-------- DATA RECORDS --------
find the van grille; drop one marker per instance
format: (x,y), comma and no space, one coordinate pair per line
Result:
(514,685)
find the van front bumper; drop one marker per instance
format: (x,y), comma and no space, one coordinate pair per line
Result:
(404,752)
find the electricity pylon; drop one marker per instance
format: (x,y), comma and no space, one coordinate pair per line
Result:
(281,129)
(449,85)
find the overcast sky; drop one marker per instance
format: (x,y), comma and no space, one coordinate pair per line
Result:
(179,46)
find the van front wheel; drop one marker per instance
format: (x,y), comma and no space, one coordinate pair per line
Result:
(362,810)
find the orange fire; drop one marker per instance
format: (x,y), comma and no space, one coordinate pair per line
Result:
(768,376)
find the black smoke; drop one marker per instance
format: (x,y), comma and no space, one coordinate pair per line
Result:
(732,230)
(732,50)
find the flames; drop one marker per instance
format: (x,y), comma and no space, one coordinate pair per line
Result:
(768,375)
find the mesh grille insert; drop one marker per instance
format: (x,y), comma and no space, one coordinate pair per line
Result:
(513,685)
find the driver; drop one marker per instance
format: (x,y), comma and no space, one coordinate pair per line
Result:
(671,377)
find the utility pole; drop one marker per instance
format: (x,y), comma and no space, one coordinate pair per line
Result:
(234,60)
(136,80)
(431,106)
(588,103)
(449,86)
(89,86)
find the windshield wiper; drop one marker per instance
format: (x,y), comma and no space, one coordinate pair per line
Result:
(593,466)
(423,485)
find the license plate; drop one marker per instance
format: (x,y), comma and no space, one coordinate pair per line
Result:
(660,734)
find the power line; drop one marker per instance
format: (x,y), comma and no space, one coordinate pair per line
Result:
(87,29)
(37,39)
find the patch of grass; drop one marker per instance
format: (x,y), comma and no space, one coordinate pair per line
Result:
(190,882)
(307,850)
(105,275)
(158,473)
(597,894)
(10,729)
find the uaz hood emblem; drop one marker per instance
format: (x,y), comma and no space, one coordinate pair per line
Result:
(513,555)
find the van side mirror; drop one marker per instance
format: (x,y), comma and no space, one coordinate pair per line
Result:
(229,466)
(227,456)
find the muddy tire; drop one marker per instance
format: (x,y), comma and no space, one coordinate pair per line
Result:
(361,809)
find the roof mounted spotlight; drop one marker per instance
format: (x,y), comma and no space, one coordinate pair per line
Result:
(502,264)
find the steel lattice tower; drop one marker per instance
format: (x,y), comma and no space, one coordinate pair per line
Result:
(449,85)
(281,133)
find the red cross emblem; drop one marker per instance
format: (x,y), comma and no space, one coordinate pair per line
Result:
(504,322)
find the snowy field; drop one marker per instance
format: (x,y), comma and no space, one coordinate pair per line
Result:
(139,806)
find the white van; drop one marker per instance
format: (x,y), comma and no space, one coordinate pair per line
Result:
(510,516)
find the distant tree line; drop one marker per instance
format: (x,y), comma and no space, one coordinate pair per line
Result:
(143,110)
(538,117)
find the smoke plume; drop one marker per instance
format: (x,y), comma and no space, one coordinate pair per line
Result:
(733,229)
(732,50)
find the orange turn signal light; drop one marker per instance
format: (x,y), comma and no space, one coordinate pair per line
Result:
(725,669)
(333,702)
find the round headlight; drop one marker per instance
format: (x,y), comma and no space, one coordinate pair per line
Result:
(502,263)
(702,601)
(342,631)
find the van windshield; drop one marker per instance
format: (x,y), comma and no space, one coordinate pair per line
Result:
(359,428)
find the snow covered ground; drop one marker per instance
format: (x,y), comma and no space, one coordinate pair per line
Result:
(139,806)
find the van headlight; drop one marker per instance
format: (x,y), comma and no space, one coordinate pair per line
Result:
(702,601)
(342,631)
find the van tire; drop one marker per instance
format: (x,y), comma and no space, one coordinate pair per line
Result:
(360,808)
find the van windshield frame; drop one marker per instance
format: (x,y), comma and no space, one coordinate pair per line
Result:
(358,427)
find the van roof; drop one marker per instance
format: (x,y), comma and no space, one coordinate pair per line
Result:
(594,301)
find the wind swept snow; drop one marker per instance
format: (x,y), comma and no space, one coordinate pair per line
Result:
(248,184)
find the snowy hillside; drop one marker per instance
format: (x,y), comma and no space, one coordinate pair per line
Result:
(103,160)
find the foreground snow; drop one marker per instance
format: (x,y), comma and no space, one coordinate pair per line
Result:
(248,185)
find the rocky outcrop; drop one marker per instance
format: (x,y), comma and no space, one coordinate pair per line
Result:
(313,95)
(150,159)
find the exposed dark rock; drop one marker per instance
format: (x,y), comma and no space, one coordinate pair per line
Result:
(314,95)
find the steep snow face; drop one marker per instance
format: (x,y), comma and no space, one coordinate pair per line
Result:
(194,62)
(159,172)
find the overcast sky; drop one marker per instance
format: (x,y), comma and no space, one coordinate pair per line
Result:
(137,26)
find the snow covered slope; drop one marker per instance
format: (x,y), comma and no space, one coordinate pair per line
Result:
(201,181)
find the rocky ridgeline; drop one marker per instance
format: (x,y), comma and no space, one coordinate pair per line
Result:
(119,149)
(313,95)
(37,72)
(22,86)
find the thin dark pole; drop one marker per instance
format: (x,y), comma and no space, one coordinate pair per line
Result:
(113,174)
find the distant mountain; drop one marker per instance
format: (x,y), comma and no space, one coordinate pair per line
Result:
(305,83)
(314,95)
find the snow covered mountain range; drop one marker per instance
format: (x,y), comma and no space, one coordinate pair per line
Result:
--------
-------- DATA RECORDS --------
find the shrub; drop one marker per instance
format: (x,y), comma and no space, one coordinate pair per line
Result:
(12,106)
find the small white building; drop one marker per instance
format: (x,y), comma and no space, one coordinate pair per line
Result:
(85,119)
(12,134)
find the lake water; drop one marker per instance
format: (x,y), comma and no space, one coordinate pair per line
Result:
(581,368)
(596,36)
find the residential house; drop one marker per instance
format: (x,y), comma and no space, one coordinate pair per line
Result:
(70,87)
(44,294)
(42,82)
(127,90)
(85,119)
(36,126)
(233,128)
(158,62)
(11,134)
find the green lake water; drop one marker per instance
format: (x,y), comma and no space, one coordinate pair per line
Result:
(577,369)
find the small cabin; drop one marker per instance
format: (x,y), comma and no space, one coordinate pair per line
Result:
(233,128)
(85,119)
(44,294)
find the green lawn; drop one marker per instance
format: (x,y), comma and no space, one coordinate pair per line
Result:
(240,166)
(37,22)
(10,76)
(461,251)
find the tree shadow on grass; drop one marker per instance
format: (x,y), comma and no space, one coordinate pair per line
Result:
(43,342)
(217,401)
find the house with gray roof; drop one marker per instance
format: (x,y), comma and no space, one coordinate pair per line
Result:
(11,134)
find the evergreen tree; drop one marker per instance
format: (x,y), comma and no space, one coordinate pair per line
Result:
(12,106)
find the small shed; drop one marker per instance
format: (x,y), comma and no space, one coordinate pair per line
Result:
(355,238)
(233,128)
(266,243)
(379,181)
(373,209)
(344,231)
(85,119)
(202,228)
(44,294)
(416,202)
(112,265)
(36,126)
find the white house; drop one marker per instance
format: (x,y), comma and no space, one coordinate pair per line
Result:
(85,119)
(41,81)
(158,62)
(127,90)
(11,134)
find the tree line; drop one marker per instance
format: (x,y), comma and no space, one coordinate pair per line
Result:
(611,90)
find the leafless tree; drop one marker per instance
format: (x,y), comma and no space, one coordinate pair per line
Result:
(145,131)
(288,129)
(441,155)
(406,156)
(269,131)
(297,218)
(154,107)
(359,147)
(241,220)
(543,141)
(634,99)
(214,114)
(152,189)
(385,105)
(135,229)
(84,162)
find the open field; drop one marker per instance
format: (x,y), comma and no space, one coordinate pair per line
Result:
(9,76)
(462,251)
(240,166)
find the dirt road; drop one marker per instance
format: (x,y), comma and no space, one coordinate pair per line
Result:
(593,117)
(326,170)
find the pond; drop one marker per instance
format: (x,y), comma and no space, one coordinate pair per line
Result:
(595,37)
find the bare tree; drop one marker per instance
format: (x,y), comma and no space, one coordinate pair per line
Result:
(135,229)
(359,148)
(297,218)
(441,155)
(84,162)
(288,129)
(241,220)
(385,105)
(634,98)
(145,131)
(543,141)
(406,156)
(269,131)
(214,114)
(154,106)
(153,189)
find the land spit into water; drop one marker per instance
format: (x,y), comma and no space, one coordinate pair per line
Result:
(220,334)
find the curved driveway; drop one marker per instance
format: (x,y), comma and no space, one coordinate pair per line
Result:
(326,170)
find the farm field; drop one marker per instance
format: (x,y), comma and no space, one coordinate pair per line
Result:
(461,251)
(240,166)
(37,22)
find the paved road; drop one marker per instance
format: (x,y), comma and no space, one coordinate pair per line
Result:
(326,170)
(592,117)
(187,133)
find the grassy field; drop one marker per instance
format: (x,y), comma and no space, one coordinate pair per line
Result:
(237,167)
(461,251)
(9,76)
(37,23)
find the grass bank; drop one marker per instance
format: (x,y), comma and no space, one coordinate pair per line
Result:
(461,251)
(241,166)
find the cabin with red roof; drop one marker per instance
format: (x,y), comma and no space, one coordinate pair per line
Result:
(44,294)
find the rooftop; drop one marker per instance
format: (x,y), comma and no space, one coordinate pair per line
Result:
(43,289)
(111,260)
--------
■ PROBLEM TO WORK ON ■
What you return must be the lines above that run from the line with "find the van grille;" to the line with "find the van front wheel;", inclusive, each copied exactly.

■ RESULT OF THE EXERCISE ■
find the van grille; drop one marker per instance
format: (x,y), comma and no space, one coordinate pair per line
Result:
(514,685)
find the van front bumper; drop one marker per instance
format: (x,y), comma and no space, one coordinate pair per line
Result:
(404,752)
find the electricity pylon; drop one marker per instance
format: (x,y), comma and no space, one coordinate pair per line
Result:
(281,129)
(449,85)
find the overcast sky; drop one marker per instance
format: (x,y), comma and no space, one coordinate pair per line
Result:
(179,46)
find the van front wheel; drop one marker per instance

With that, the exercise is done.